### CONSIGNE
Reproduisez tel quel le passage de l'extrait sur les Capitales européennes de la culture, depuis « Si cette initiative » jusqu'à « quoi parle-t-on ? » inclus.
=== EXTRAIT À LIRE ===
La culture comme outil de développement territorial : l’exemple du label Capitale européenne de la culture
La culture comme outil de développement territorial : l’exemple du label Capitale européenne de la culture
Quel est le point commun entre Aarhus (Danemark) et Paphos (Chypre), deux villes distantes de près de 4 000 kms ? Elles sont toutes deux Capitales européennes de la culture (CEC) en cette année 2017, comme le furent avant elles 54 autres villes, dont Paris (1989), Avignon (2000), Lille (2004), et plus récemment le territoire de Marseille-Provence en 2013. Depuis 8 mois, les 2 villes vivent ainsi au rythme d’un riche programme culturel et artistique, mêlant expositions, spectacles, et autres événements.
Si cette initiative créée en 1985 entendait célébrer « la diversité et la richesse des cultures européennes et les liens qui unissent les Européens », elle rencontre aujourd’hui un écho beaucoup plus large et génère des retombées dépassant le secteur culturel.
CEC, de quoi parle-t-on ?
=== DONNÉES FOURNIES ===
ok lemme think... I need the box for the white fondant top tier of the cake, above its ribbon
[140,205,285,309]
===
### RÉPONSE
Si cette initiative créée en 1985 entendait célébrer « la diversité et la richesse des cultures européennes et les liens qui unissent les Européens », elle rencontre aujourd’hui un écho beaucoup plus large et génère des retombées dépassant le secteur culturel.
CEC, de quoi parle-t-on ?